[start]

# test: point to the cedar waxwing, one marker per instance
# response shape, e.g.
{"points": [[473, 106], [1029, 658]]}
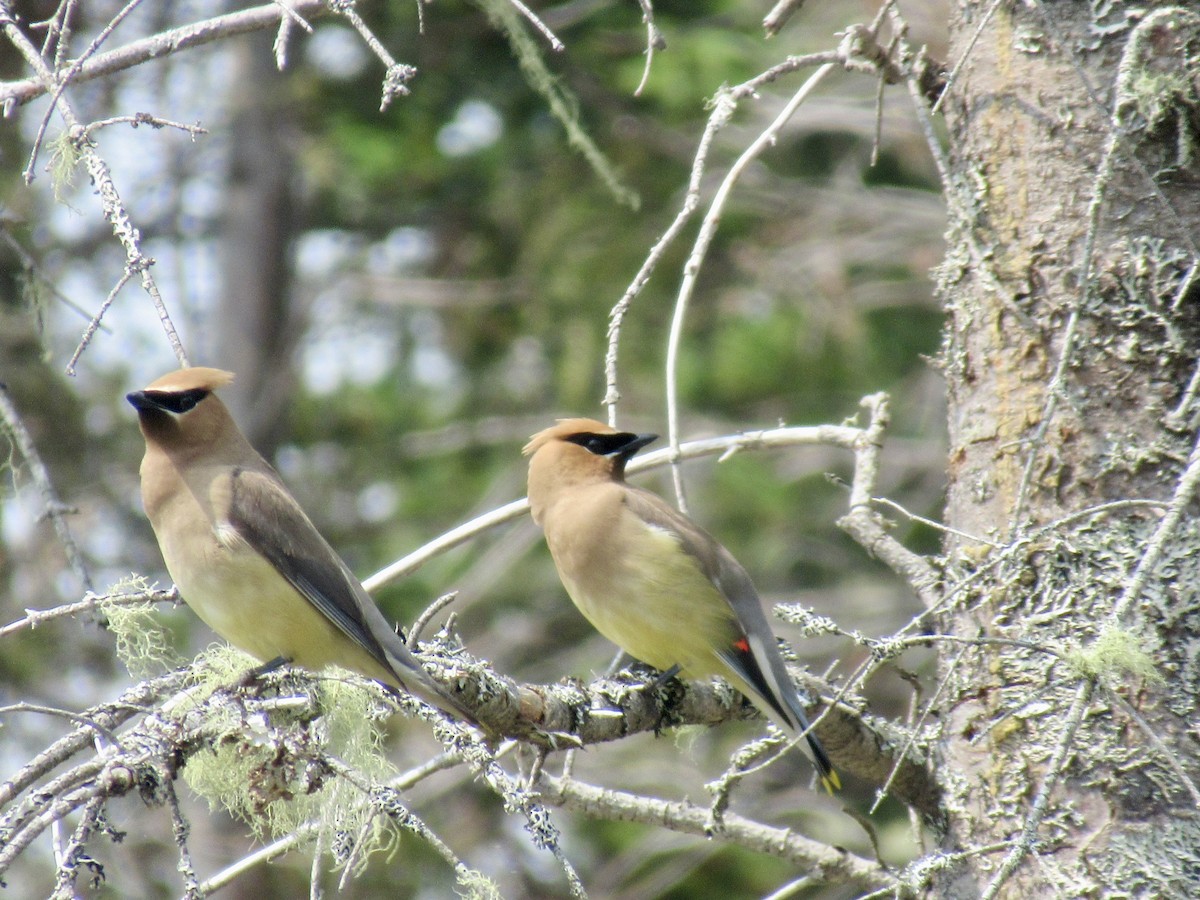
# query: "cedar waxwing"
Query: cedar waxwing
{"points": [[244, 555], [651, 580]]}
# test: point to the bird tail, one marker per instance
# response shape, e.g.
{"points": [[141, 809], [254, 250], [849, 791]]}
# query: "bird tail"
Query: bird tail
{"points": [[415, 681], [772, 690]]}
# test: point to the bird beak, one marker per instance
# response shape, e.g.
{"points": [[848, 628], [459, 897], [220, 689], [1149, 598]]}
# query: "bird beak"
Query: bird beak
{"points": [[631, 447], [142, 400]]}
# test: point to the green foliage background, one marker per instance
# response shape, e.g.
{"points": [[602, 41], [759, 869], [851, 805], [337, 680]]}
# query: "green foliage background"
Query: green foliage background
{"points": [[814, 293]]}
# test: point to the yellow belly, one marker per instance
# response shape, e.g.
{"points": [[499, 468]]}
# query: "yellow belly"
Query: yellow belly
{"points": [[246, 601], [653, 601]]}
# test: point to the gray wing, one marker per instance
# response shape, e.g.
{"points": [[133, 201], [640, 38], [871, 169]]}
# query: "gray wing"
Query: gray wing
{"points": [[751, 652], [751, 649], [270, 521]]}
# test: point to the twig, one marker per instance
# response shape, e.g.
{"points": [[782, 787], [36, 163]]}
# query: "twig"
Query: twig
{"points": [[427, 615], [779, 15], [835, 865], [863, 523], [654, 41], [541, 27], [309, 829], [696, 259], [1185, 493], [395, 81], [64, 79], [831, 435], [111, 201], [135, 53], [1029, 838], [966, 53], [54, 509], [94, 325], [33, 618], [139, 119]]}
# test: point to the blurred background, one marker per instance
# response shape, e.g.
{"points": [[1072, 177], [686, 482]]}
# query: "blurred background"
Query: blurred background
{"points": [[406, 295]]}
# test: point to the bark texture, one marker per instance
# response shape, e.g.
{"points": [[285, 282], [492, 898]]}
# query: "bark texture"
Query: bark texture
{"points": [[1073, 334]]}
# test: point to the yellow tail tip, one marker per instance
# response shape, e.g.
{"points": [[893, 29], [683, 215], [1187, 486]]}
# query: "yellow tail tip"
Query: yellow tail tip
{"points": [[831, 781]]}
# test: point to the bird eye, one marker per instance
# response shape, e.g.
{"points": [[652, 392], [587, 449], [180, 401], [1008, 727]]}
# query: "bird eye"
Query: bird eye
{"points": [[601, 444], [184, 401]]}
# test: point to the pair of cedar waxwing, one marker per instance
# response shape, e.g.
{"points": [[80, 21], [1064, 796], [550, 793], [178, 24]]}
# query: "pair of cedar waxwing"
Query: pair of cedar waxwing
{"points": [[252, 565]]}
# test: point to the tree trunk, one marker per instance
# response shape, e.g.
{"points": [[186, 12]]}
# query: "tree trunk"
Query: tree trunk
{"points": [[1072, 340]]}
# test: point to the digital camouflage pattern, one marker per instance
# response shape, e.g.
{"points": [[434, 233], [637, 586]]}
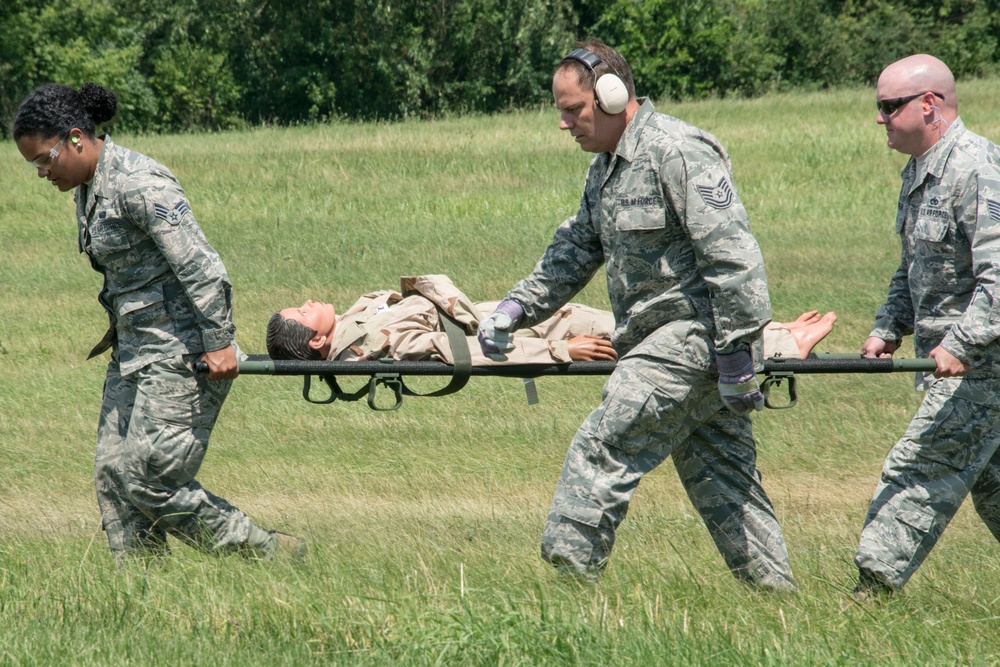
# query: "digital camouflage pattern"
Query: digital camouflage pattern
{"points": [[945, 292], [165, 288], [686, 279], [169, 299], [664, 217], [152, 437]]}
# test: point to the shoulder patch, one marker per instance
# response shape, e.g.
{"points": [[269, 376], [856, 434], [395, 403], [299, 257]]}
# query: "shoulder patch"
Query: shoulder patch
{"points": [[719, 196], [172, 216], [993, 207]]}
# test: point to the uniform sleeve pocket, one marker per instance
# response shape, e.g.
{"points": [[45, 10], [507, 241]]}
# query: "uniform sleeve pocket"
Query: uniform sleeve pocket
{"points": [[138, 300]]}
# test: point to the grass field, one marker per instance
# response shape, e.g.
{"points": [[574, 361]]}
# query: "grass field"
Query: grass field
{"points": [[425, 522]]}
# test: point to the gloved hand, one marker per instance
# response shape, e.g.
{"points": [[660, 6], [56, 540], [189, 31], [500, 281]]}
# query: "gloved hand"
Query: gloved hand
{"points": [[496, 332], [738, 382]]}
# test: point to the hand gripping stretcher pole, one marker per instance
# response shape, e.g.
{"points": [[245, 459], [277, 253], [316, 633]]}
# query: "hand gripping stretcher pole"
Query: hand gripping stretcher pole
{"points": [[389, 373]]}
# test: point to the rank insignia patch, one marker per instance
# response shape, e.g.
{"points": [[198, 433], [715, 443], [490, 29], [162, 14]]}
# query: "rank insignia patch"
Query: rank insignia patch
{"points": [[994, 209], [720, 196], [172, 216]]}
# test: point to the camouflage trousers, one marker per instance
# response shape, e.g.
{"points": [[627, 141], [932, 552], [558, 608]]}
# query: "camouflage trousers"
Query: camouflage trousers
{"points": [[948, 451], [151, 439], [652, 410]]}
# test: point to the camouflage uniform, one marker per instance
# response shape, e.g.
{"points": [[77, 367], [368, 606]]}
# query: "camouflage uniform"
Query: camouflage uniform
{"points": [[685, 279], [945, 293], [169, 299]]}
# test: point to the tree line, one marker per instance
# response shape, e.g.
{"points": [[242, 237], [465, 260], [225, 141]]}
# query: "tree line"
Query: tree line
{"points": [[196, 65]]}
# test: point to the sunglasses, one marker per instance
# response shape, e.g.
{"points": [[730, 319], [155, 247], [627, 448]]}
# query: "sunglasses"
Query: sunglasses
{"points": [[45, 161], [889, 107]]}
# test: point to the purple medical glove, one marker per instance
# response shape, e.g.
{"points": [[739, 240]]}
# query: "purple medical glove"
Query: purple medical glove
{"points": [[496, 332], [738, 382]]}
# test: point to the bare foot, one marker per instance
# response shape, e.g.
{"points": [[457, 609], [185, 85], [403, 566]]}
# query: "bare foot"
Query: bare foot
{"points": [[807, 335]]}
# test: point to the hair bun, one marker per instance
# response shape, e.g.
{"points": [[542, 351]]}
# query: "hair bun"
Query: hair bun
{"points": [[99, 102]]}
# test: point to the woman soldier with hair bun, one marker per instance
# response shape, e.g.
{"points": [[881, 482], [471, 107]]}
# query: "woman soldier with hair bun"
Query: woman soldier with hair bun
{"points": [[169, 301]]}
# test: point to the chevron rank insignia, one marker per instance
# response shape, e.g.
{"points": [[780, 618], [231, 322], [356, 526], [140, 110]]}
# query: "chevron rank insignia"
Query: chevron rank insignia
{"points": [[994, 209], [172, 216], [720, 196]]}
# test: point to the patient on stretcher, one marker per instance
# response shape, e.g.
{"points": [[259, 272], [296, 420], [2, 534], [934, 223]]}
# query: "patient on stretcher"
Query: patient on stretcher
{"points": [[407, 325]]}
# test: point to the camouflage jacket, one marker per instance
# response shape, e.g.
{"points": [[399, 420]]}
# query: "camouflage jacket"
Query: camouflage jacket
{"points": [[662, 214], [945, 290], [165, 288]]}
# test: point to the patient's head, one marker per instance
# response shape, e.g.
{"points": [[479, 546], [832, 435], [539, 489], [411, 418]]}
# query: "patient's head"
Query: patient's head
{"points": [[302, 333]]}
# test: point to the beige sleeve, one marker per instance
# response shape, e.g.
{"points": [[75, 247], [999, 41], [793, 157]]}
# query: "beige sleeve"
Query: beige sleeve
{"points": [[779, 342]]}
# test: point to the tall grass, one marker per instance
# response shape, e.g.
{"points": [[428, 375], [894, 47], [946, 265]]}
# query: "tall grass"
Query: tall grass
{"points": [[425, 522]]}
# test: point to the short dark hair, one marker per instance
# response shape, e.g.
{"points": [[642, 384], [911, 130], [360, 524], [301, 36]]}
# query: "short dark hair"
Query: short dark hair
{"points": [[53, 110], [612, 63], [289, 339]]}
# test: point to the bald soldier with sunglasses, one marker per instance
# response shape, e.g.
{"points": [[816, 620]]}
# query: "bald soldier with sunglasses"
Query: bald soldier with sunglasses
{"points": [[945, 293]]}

[end]

> _Problem description_
Reproduce the records word for word, starting at the line that contains "# test: point to the beige" and ending at the final line of the records.

> _Response_
# test: point to the beige sleeve, one marker per instance
# response shape, e.g.
{"points": [[75, 247], [999, 41], [793, 157]]}
# query: "beige sleeve"
Query: beige sleeve
{"points": [[779, 342]]}
# test: point to the tall grass, one marker per instance
# response shape, e.g.
{"points": [[428, 375], [894, 47], [946, 265]]}
# query: "tall grass"
Query: tall grass
{"points": [[425, 522]]}
# test: point to the short dark hair, one marker per instance
# response shape, e.g.
{"points": [[642, 384], [911, 130], [360, 524], [301, 36]]}
# query: "short dark hair"
Query: short dark hair
{"points": [[53, 110], [612, 63], [289, 339]]}
# test: point to the bald soldier with sunglasses, one marker per instance
# response shape, e.g.
{"points": [[816, 620]]}
# query: "bald soldier with sunglasses"
Query: bald soldier with sunglasses
{"points": [[945, 293]]}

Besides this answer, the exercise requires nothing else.